Con la identificación, la investigación se reactivó y apuntó al entorno más próximo. En octubre de 2022 fue detenido su entonces pareja, Jesús Pradales. Primero habló de “hallarla muerta”; después confesó que la mató, descuartizó y enterró el cuerpo “en dos hoyos” cerca de una finca familiar de Navalacruz, donde agentes localizaron más restos óseos.
El relato de aquel 2003 tenía otra pieza clave: la nota que recibió el hijo de Juana, escrita por Pradales, diciendo que se había marchado tras discutir y “tomar pastillas”. Con el tiempo, se supo que él fue detenido por malos tratos en dos ocasiones después de la desaparición. El patrón de control y violencia encajaba demasiado.
Septiembre de 2024: comenzó el juicio con jurado. En sala, Pradales alegó que fue una caída accidental durante una pelea y que no llamó a la policía porque “no encontraba su móvil”; dijo haber troceado el cuerpo por pánico. La Fiscalía pidió 15 años por homicidio: su versión no casaba con los indicios ni con su propia confesión previa.
El veredicto llegó en otoño: culpable de homicidio (no asesinato). En marzo de 2025, el TSJ de Madrid confirmó la pena: 14 años de prisión y compensaciones de 118.000 € al hijo de Juana y 22.000 € a cada hermano. Dos décadas después, por fin hubo condena… y un vacío que ninguna cifra puede llenar.

• • • • •

■ EJERCICIO PROPUESTO 1 ■
Extrae sin cambios el fragmento del texto sobre el caso de Juana que empieza con las palabras que contienen "El relato de" y acaba con "violencia encajaba demasiado.".
■ EJERCICIO PROPUESTO 2 ■
Escribe la continuación del texto sobre el caso de Juana a partir de su última frase.

[Entradas de anotación de coordenadas]
• • • • •

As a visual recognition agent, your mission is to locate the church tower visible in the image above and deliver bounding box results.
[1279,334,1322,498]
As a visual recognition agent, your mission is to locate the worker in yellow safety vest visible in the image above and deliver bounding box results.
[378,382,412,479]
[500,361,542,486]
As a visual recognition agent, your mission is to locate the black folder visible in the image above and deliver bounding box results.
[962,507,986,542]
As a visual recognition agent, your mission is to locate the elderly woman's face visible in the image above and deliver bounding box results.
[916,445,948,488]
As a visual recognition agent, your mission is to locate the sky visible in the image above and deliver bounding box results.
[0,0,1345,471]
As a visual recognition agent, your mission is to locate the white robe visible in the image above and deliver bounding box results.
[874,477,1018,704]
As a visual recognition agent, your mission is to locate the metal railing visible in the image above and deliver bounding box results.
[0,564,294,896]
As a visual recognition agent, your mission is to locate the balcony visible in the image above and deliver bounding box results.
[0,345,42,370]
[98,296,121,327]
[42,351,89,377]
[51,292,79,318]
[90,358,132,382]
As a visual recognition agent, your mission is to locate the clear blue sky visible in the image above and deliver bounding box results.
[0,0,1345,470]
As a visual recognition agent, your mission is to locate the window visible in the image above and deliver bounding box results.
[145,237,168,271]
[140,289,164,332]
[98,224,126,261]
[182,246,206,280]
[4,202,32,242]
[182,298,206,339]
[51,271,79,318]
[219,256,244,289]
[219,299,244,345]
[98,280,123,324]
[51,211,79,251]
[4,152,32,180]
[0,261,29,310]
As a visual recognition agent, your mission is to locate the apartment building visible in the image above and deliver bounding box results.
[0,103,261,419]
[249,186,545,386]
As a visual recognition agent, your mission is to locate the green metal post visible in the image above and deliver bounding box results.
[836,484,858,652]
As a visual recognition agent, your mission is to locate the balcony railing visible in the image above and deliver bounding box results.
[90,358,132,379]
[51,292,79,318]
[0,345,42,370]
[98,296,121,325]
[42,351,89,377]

• • • • •

■ RESPUESTA FINAL 1 ■
El relato de aquel 2003 tenía otra pieza clave: la nota que recibió el hijo de Juana, escrita por Pradales, diciendo que se había marchado tras discutir y “tomar pastillas”. Con el tiempo, se supo que él fue detenido por malos tratos en dos ocasiones después de la desaparición. El patrón de control y violencia encajaba demasiado.

■ RESPUESTA FINAL 2 ■
Este caso dejó al descubierto fallos sistémicos: un archivo temprano sin protocolos sólidos, años sin cruzar pistas hasta que un senderista tropezó con unos huesos, y tres años de silencio entre la identificación genética y la comunicación a la familia. La justicia llegó, sí; la tardanza también juzga.
Para los suyos, Juana nunca fue un expediente: fue una madre, una hermana, una hija. Su historia empujó a mantener viva la búsqueda de desaparecidos y a exigir que cada hallazgo —por pequeño que sea— se convierta en acción inmediata, no en papel olvidado en un archivo.
Quedan preguntas que queman: ¿por qué tardamos 21 años en sacar la verdad de la tierra?, ¿cuántas personas más esperan bajo el polvo de una mala instrucción o de una llamada que nadie hizo? Porque lo más aterrador no es solo la muerte: es la desaparición que convierte la vida en espera, hasta que un hueso, por fin, obliga a mirar donde nunca se buscó a tiempo.